### GIVEN DATA
=-=-=-=-=
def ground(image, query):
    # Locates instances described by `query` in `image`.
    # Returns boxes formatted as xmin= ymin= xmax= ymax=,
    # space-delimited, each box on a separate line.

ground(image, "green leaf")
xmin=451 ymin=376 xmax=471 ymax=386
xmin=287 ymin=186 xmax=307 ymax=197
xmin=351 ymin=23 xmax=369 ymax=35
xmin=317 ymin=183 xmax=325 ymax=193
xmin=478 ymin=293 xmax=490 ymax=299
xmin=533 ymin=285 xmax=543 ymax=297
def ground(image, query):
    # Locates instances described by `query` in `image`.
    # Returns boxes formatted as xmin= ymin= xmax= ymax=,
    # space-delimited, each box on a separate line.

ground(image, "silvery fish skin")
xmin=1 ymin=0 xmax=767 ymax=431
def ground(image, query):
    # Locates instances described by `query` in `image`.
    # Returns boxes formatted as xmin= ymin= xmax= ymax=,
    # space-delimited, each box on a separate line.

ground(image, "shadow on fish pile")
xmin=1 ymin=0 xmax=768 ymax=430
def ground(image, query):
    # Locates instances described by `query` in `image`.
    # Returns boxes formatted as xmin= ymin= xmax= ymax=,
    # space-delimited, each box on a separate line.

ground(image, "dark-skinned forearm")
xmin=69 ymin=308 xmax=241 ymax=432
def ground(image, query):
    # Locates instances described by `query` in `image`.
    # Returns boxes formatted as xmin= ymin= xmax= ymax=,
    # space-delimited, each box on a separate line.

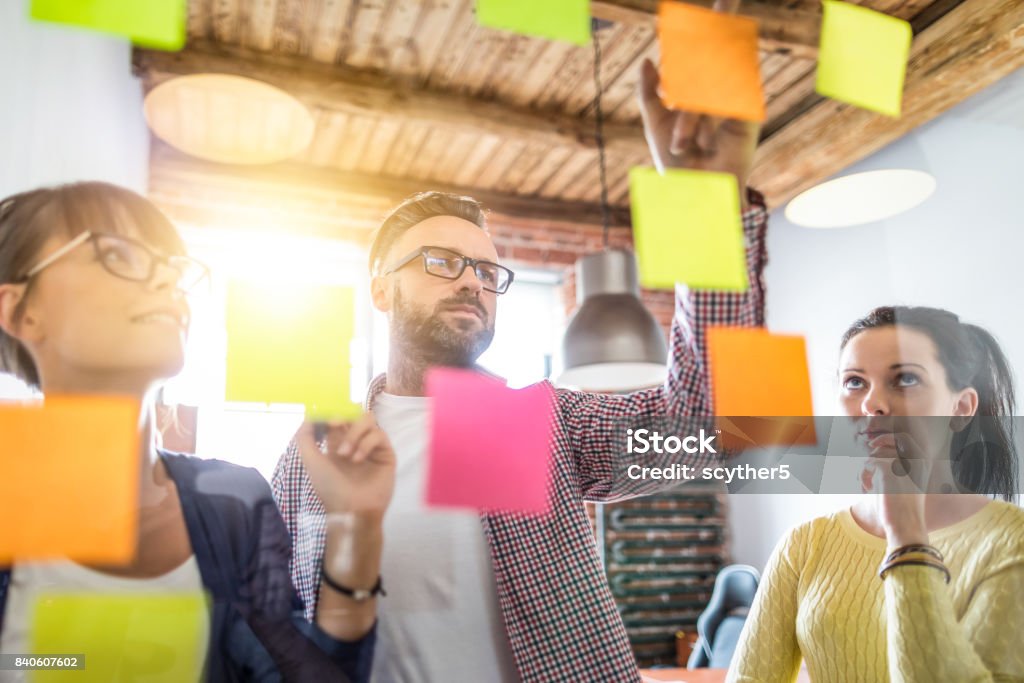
=-=-=-=-=
### TASK DESCRIPTION
Output every entry exactly. Pictures stay out.

### EXERCISE RESULT
def ground(image, query):
    # Locates instances described by `query` in `image`.
    # Returns boxes formatted as xmin= ymin= xmax= ymax=,
    # space-delimited, each box on a separate line.

ground(image, "green leaf")
xmin=451 ymin=376 xmax=471 ymax=386
xmin=287 ymin=186 xmax=307 ymax=197
xmin=351 ymin=23 xmax=369 ymax=35
xmin=317 ymin=183 xmax=325 ymax=193
xmin=478 ymin=293 xmax=490 ymax=299
xmin=533 ymin=285 xmax=543 ymax=297
def ground(image, query):
    # Locates instances described by `query` in `image`.
    # Returns boxes formatted as xmin= ymin= xmax= ymax=,
    # space-delimited, each box on a separate line.

ground(image, "silvery fish skin")
xmin=1 ymin=0 xmax=767 ymax=431
def ground(image, query):
    # Locates instances described by `query` in `image`.
    # Returns boxes formatted as xmin= ymin= xmax= ymax=,
    # space-delimited, each box on a separate line.

ground(image, "shadow on fish pile")
xmin=1 ymin=0 xmax=768 ymax=430
def ground(image, query):
    # Locates instances described by `query` in `image`.
    # Returns boxes formatted as xmin= ymin= xmax= ymax=,
    # space-delimited, each box on a separate line.

ground(image, "dark-skinned forearm")
xmin=69 ymin=308 xmax=241 ymax=432
def ground(image, query):
    # Locates instances described by `query` in `image`.
    # Returns boxes formatted as xmin= ymin= xmax= ymax=,
    # space-delimited, each box on a separate line.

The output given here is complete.